** begin Data in this exercise **
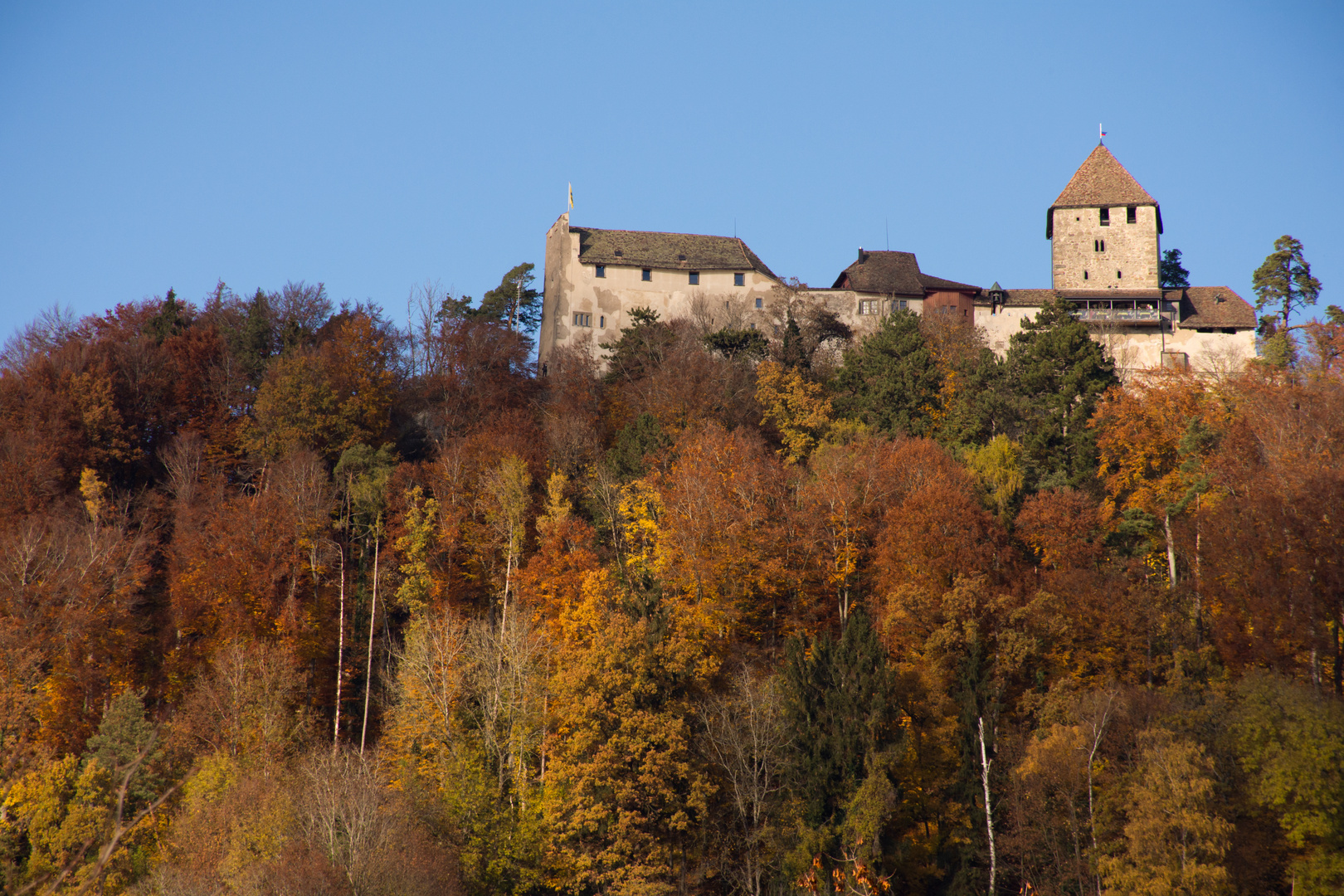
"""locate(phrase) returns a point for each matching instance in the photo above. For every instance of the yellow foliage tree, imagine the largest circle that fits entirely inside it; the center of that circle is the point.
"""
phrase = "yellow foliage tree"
(797, 409)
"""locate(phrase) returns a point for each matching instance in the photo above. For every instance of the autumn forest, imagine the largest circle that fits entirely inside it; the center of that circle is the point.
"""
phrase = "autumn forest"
(297, 599)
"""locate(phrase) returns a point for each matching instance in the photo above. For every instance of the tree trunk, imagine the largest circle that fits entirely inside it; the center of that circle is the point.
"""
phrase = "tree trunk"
(1171, 548)
(340, 646)
(368, 665)
(990, 817)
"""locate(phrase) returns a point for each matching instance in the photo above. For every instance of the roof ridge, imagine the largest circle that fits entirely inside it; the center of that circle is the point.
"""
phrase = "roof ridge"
(656, 232)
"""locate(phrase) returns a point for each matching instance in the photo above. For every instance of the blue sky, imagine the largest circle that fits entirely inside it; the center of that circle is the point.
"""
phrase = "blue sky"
(375, 147)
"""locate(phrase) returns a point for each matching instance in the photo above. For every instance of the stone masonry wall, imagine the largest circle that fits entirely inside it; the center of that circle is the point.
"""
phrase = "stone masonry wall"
(1131, 249)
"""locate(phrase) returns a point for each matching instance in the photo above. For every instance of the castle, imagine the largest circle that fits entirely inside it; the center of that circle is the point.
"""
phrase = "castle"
(1105, 240)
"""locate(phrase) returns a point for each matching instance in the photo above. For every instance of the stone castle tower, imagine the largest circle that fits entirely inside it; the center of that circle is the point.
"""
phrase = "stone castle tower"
(1103, 229)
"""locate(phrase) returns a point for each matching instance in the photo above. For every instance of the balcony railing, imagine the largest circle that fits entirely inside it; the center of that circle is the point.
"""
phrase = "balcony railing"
** end Data in this exercise **
• _Exercise objective_
Convert the stretch from the line containing "the castle, imagine" through the end of the entries into a Markdown table with the columns Row and Text, giving each line its own numbered row and skipping any blank lines.

• _Response to the exercise_
| Row | Text |
|---|---|
| 1 | """locate(phrase) returns a point for each matching instance in the photo above. For every instance of the castle, imagine the largest circle that fits entirely inside it; the center of that circle is the point. |
| 2 | """ |
| 3 | phrase = "castle" |
| 4 | (1105, 240) |
| 5 | """locate(phrase) returns a point for each matching instance in the photo above. For every instance of the stone castle tower, imagine the largest circle that fits entirely inside it; the center of that circle is the point. |
| 6 | """ |
| 7 | phrase = "stone castle tower" |
| 8 | (1103, 229) |
| 9 | """locate(phrase) returns a point for each matching instance in the photo above. For every instance of the balcony railing, imagine the largest circle that fits entirely inside it; the center of that circle is the point. |
| 10 | """ |
| 11 | phrase = "balcony railing" |